[Rows from a pointing dataset]

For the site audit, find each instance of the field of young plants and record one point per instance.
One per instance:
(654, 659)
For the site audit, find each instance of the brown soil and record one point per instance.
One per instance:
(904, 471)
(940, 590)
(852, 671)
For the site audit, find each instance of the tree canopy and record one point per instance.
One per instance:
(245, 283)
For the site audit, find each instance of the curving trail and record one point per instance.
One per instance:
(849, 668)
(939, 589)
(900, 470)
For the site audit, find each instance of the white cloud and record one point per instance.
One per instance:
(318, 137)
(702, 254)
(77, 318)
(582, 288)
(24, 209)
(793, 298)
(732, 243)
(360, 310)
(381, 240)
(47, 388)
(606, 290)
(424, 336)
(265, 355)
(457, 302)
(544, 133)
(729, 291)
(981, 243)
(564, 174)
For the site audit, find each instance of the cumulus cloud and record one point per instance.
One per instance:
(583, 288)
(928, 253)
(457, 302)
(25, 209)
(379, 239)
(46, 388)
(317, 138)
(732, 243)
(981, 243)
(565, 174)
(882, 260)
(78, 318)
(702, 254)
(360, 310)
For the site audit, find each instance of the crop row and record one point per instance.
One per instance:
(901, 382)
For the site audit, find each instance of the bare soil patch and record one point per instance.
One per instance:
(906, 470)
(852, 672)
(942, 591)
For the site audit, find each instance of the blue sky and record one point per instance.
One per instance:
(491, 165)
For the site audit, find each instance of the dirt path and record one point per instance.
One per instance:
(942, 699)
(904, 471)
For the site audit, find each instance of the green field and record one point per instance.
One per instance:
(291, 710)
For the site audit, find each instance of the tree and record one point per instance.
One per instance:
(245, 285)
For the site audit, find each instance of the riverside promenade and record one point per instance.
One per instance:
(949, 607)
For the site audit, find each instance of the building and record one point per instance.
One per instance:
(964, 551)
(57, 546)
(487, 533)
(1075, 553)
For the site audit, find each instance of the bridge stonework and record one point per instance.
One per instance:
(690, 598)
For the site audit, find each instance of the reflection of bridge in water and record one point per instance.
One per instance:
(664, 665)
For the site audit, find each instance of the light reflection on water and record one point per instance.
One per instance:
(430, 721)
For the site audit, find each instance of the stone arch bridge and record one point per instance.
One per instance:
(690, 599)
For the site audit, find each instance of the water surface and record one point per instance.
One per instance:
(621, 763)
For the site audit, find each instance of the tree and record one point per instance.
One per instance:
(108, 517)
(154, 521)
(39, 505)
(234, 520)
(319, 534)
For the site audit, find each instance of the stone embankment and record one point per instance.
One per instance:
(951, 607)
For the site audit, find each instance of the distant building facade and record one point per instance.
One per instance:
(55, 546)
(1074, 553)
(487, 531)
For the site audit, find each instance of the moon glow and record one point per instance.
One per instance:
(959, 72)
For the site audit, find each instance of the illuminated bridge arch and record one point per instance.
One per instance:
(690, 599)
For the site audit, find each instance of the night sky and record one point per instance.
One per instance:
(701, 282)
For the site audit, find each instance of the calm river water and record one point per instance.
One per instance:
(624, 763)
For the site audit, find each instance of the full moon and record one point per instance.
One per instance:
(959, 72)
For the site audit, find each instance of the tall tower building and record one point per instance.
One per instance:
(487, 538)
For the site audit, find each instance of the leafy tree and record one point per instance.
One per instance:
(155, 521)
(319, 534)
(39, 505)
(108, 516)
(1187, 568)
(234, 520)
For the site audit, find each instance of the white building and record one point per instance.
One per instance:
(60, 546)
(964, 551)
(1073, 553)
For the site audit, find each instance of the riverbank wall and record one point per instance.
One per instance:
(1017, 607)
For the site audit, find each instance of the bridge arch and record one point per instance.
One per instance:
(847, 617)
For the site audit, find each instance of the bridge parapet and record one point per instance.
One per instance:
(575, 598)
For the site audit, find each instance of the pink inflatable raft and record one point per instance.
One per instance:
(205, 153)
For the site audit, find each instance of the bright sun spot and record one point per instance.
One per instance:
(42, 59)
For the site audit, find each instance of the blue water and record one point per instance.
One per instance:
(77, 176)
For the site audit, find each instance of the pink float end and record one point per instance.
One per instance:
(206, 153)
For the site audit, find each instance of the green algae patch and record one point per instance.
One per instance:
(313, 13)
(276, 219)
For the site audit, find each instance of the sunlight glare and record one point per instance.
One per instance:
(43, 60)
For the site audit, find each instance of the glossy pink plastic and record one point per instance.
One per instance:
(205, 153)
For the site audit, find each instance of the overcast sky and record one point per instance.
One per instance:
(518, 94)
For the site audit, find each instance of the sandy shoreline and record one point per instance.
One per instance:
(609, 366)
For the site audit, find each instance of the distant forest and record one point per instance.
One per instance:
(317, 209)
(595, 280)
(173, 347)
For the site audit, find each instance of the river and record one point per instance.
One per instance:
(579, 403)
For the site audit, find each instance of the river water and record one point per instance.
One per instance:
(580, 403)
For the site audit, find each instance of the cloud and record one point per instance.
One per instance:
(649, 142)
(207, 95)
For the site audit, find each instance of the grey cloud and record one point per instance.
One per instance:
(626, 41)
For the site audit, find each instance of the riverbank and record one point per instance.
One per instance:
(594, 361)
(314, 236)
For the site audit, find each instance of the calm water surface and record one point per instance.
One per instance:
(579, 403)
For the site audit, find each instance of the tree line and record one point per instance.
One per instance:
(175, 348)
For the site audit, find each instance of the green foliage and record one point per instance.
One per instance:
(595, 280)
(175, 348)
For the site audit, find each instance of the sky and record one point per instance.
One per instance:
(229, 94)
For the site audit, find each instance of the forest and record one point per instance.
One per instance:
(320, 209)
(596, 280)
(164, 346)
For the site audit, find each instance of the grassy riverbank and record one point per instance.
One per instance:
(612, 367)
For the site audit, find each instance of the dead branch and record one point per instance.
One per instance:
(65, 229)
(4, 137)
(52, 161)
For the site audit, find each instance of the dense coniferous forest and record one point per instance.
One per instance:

## What you should do
Write the records out again with each "site audit" switched to "field survey", leaving everything else unchanged.

## Solution to this task
For the field survey, find each instance of the field of young plants and record one point per instance.
One per instance:
(654, 659)
For the field survey, find each instance of the brown soil and record one point per instance.
One per instance:
(904, 471)
(940, 590)
(852, 671)
For the field survey, find each instance of the tree canopy and record one point per instance.
One per instance:
(245, 283)
For the field survey, find each instance of the curving trail and record one point per instance.
One per instance:
(849, 668)
(939, 589)
(900, 470)
For the field survey, find each instance of the white cloud and record one point per instance.
One per instance:
(318, 137)
(702, 254)
(77, 318)
(582, 288)
(24, 209)
(793, 298)
(732, 243)
(360, 310)
(381, 240)
(47, 388)
(606, 290)
(424, 336)
(265, 355)
(457, 302)
(544, 133)
(729, 291)
(981, 243)
(564, 174)
For the field survey, find each instance of the cumulus cloud and record one point per instance.
One per instance:
(583, 288)
(928, 253)
(457, 302)
(25, 209)
(379, 239)
(46, 388)
(317, 138)
(732, 243)
(981, 243)
(565, 174)
(882, 260)
(78, 318)
(702, 254)
(360, 310)
For the field survey, find each instance of the crop row and record one point per instance.
One per instance:
(901, 382)
For the field survey, find each instance of the bare soil patch and record one point per instance.
One per instance:
(906, 470)
(852, 672)
(942, 591)
For the field survey, find each instance of the blue sky and record one point per instance.
One per instance:
(491, 165)
For the field survey, find each instance of the dirt path and record one point per instance.
One per instance:
(942, 699)
(904, 471)
For the field survey, find each instance of the green field and record one point per instance.
One per instance:
(291, 710)
For the field survey, find each instance of the tree and record one point per instance.
One per instance:
(245, 285)
For the field survey, find each instance of the riverside promenade and record one point per instance.
One per instance:
(949, 607)
For the field survey, find each instance of the building and record one point per instance.
One per instance:
(964, 551)
(57, 546)
(487, 533)
(1075, 553)
For the field survey, find each instance of the bridge stonework and record one point per instance.
One per instance:
(690, 598)
For the field survey, find each instance of the reflection of bridge in water and record one point per instance.
One per instance:
(664, 665)
For the field survey, find each instance of the light reflection on water and record one point per instance.
One per instance:
(430, 721)
For the field survey, find each instance of the stone arch bridge and record one point per instance.
One per instance:
(690, 599)
For the field survey, find each instance of the water surface and record one point per instance.
One per instance:
(621, 763)
For the field survey, find each instance of the tree and record one point per instance.
One per instance:
(108, 517)
(154, 521)
(39, 505)
(234, 520)
(319, 534)
For the field survey, find each instance of the stone embankment and record one point per instance.
One per instance:
(951, 607)
For the field survey, find each instance of the distant building facade and record one point per instance.
One per instance:
(55, 546)
(1074, 553)
(487, 531)
For the field survey, find each instance of the moon glow and record one point per instance.
One per instance:
(959, 72)
For the field survey, find each instance of the illuminated bridge arch and record one point per instance.
One per instance:
(690, 599)
For the field survey, find each instance of the night sky and record one point per instance.
One per instance:
(701, 282)
For the field survey, find each instance of the calm river water and record one point per instance.
One per instance:
(624, 763)
For the field survey, find each instance of the full moon and record one point per instance.
One per instance:
(959, 72)
For the field survey, find each instance of the tall tower building and record one point per instance.
One per instance:
(487, 538)
For the field survey, find each instance of the leafy tree and record one point per instance.
One per instance:
(155, 521)
(319, 534)
(39, 505)
(108, 516)
(1187, 568)
(234, 520)
For the field survey, find each instance of the white building and record one point per instance.
One per instance:
(60, 546)
(964, 551)
(1073, 553)
For the field survey, find each instance of the riverbank wall and record one point per instance.
One per instance:
(1017, 607)
For the field survey, find each instance of the bridge arch and record one point per instance.
One per instance:
(847, 617)
For the field survey, find each instance of the bridge parapet and record one point per instance.
One per instance:
(575, 598)
For the field survey, find each instance of the pink inflatable raft and record one point per instance.
One per instance:
(205, 153)
For the field survey, find each instance of the bright sun spot and record one point per instance.
One per instance:
(42, 59)
For the field survey, find each instance of the blue water and record one point per instance.
One per instance:
(77, 176)
For the field survey, find each instance of the pink float end and record one point per instance.
One per instance:
(206, 153)
For the field survey, find each instance of the green algae patch and record one point per instance.
One per instance:
(313, 13)
(276, 219)
For the field survey, find each instance of the sunlight glare and record one point per instance.
One per instance:
(43, 60)
For the field survey, find each instance of the glossy pink plastic and record one point per instance.
One per instance:
(205, 153)
For the field survey, find each instance of the overcast sky and record one point per instance.
One per instance:
(518, 94)
For the field survey, find each instance of the sandy shoreline and record one point per instance.
One per instance:
(609, 366)
For the field survey, find each instance of the distant forest and record one point per instance.
One per instance:
(317, 209)
(595, 280)
(173, 347)
For the field survey, find each instance of the river and record one point per instance.
One per instance:
(579, 403)
For the field survey, find each instance of the river water and record one point per instance.
One per instance:
(580, 403)
For the field survey, find each instance of the cloud and record one point per instance.
One per instance:
(649, 142)
(207, 95)
For the field survey, find each instance of the grey cloud and record one point per instance.
One per instance:
(626, 41)
For the field survey, find each instance of the riverbank and record one point per instance.
One per instance:
(594, 361)
(314, 236)
For the field survey, find each instance of the calm water surface and record one point per instance.
One per instance:
(579, 403)
For the field survey, find each instance of the tree line and record one point per instance.
One per instance:
(175, 348)
For the field survey, find each instance of the green foliage and record one point per instance.
One per instance:
(595, 280)
(175, 348)
For the field survey, find each instance of the sky and record one point per instance.
One per instance:
(229, 94)
For the field survey, find each instance of the forest and record one point per instance.
One per instance:
(320, 209)
(596, 280)
(164, 346)
For the field survey, find each instance of the grassy riverbank and record one point per instance.
One per instance:
(612, 367)
For the field survey, find each instance of the dead branch and record one point per instance.
One per instance:
(65, 229)
(4, 137)
(52, 161)
For the field survey, find each instance of the dense coniferous forest and record one point per instance.
One per instance:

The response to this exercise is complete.